PROBLEM STATEMENT: Return the lines below exactly, starting with the line that contains "For the dataset, pick out the bush" and stopping after the last line.

[Start STORED ROWS]

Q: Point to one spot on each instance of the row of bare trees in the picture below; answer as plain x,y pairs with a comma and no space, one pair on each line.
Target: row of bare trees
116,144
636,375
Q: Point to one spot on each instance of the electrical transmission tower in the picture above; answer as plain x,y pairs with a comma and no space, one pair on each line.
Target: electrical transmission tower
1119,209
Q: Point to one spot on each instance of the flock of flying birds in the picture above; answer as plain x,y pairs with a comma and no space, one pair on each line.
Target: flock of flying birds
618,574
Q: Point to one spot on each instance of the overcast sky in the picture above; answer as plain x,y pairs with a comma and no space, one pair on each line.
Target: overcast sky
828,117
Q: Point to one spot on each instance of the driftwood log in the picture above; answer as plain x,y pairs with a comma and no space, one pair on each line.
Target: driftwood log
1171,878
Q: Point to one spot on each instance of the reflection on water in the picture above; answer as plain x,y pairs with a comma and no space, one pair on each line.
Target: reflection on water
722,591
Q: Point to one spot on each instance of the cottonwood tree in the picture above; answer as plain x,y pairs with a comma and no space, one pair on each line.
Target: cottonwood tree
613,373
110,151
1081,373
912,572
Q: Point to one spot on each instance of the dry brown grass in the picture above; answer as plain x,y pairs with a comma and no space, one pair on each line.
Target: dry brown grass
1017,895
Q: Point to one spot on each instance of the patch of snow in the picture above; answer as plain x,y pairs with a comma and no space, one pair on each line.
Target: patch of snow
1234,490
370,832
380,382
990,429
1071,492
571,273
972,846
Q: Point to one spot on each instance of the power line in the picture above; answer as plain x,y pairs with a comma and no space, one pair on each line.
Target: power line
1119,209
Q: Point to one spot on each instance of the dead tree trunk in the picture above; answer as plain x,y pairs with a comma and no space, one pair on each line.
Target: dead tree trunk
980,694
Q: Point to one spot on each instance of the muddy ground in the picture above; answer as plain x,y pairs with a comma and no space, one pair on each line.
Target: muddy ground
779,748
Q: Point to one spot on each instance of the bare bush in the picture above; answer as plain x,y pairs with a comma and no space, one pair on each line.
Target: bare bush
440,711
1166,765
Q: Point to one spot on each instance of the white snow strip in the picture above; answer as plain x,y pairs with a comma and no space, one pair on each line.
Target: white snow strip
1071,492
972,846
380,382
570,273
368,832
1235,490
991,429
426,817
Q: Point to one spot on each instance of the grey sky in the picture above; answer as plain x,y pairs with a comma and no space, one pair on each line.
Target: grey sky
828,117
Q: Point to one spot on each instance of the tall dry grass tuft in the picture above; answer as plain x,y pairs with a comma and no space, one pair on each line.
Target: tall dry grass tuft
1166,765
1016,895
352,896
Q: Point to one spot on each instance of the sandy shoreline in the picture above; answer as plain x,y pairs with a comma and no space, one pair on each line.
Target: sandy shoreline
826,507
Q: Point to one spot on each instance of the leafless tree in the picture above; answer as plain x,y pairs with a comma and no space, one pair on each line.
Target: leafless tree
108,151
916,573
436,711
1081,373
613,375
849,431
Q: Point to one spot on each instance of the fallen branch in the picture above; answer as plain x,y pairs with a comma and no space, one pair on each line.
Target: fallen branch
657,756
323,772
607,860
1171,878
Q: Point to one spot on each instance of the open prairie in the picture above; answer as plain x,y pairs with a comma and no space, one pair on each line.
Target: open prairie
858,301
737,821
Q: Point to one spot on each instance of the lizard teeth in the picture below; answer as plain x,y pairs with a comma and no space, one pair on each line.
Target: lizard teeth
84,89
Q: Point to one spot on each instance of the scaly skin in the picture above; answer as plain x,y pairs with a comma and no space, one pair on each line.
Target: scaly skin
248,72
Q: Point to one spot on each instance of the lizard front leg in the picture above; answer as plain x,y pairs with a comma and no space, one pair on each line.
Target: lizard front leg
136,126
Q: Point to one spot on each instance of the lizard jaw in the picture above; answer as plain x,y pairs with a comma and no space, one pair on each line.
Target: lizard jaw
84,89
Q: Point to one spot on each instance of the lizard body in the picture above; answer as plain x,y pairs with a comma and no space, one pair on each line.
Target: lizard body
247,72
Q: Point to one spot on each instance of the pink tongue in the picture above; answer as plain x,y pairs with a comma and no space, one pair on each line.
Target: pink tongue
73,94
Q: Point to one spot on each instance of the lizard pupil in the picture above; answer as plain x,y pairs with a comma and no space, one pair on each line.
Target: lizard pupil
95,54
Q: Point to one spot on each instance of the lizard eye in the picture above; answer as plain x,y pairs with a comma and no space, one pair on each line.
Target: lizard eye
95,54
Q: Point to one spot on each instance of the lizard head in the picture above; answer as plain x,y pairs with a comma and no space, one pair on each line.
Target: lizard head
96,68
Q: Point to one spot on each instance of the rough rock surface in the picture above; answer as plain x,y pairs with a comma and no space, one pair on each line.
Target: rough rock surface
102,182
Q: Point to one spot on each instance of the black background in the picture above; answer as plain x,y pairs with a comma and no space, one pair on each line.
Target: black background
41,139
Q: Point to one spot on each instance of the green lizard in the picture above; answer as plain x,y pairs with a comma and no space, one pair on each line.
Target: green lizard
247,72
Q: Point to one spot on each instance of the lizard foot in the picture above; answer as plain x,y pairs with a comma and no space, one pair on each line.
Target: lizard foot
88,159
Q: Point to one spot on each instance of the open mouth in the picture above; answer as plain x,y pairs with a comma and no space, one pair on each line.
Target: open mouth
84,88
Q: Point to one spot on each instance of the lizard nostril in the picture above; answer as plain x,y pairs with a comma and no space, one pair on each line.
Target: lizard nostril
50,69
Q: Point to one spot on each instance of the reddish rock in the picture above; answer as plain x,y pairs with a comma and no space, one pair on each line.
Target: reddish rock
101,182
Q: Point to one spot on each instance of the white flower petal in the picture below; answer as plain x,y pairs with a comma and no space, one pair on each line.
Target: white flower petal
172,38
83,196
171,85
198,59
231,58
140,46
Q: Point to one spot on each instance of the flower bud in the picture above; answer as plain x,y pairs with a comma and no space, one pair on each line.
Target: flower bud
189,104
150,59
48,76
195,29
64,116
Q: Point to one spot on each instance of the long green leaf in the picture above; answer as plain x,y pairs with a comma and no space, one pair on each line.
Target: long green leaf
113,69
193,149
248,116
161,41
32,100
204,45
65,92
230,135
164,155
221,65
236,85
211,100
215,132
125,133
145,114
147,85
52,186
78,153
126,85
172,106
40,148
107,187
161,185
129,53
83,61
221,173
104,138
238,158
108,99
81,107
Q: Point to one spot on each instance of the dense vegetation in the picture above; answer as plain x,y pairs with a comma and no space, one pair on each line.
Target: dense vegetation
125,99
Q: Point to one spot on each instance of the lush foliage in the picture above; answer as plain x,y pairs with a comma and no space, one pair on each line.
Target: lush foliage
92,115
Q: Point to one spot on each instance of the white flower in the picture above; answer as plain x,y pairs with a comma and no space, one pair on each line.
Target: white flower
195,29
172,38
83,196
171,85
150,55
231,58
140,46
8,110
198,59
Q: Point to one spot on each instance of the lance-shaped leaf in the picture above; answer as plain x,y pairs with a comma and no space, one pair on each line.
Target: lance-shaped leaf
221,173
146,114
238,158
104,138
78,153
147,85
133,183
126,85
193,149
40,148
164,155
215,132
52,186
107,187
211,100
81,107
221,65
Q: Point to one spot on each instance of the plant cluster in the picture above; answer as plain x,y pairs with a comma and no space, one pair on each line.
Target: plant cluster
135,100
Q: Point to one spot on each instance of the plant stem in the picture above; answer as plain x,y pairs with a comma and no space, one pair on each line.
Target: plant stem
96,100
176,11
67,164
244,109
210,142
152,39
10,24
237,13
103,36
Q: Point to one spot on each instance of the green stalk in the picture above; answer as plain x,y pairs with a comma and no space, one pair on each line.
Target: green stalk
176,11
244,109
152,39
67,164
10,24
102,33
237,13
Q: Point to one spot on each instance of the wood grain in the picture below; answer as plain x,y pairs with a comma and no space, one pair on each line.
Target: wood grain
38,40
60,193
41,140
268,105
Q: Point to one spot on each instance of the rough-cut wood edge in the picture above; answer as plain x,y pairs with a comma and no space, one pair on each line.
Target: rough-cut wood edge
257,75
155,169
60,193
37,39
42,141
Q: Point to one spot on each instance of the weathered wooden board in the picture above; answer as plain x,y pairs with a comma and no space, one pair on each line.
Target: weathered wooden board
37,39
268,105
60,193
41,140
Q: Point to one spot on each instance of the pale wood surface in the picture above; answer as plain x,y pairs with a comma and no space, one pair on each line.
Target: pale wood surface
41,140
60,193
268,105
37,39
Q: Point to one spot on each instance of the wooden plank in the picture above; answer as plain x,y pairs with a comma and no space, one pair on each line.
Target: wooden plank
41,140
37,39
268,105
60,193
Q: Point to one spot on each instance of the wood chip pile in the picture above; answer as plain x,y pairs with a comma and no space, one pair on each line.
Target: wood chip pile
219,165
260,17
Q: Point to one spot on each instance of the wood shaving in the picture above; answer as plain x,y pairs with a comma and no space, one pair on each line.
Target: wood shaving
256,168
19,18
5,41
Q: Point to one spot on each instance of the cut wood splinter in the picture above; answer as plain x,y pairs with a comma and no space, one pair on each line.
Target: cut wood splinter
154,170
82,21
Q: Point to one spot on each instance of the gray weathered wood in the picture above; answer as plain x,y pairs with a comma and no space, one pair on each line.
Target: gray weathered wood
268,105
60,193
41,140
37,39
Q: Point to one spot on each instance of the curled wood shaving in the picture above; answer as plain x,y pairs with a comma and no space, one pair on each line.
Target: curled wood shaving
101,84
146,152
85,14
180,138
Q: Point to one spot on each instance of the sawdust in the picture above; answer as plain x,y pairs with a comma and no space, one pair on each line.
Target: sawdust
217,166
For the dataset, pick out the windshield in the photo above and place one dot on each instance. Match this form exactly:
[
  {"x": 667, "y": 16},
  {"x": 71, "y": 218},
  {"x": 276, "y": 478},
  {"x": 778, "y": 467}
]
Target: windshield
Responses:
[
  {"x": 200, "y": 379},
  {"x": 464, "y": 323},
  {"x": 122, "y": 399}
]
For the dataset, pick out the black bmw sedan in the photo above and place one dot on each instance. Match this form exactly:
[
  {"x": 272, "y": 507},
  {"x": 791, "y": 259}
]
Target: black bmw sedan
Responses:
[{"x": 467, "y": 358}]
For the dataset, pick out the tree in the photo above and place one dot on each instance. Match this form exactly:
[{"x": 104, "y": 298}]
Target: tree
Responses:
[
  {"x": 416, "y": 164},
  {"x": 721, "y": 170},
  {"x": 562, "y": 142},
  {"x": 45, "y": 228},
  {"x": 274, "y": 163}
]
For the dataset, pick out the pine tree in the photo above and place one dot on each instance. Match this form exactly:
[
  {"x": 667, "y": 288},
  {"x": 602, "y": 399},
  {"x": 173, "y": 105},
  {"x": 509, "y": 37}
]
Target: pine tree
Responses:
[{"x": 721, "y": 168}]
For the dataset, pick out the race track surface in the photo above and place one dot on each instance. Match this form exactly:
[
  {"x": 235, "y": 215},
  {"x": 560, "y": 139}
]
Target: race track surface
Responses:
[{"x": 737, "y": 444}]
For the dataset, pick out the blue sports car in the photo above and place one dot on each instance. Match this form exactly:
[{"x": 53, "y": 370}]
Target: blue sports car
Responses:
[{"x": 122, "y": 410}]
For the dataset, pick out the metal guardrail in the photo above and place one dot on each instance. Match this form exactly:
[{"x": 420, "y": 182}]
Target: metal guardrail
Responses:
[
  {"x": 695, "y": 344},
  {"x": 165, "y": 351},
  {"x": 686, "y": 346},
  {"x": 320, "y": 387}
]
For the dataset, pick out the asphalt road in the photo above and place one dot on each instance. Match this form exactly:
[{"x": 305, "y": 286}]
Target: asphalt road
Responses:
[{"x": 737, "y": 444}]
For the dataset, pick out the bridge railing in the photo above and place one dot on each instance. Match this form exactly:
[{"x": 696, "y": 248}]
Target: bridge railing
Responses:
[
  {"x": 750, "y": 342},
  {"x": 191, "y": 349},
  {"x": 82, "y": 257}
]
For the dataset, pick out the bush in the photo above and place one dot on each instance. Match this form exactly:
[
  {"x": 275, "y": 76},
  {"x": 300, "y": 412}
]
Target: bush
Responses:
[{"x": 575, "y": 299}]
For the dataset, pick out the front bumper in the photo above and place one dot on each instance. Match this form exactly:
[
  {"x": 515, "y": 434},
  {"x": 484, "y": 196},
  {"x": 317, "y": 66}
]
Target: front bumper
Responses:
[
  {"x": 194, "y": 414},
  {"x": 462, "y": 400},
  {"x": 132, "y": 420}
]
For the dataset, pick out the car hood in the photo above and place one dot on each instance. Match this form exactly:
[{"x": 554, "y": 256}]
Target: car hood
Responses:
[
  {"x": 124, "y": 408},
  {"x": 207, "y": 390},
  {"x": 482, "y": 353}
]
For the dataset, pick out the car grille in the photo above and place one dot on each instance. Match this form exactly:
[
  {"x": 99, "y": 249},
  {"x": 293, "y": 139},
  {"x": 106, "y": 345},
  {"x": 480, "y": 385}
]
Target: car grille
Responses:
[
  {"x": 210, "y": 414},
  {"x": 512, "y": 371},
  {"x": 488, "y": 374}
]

[End STORED ROWS]

FULL RESPONSE:
For the dataset, pick out the bush in the photo above and place one dot on each instance. Match this form exactly:
[
  {"x": 275, "y": 76},
  {"x": 300, "y": 412}
]
Target: bush
Responses:
[{"x": 575, "y": 299}]
For the dataset, pick out the front bumper in the photo above and place one dot on each instance. Match this form exactly:
[
  {"x": 515, "y": 434},
  {"x": 484, "y": 196},
  {"x": 317, "y": 66}
]
Target: front bumper
Responses:
[
  {"x": 194, "y": 414},
  {"x": 462, "y": 400},
  {"x": 132, "y": 420}
]
For the dataset, pick out the car hood in the photo above and place one dot on each instance. Match this form exactly:
[{"x": 554, "y": 256}]
Target: car hood
Responses:
[
  {"x": 124, "y": 408},
  {"x": 207, "y": 390},
  {"x": 482, "y": 353}
]
For the dataset, pick out the car grille in the photo above and place one dot on each instance. Match this form exactly:
[
  {"x": 99, "y": 249},
  {"x": 293, "y": 139},
  {"x": 106, "y": 345},
  {"x": 480, "y": 385}
]
Target: car grille
Responses:
[
  {"x": 210, "y": 414},
  {"x": 512, "y": 371},
  {"x": 488, "y": 374}
]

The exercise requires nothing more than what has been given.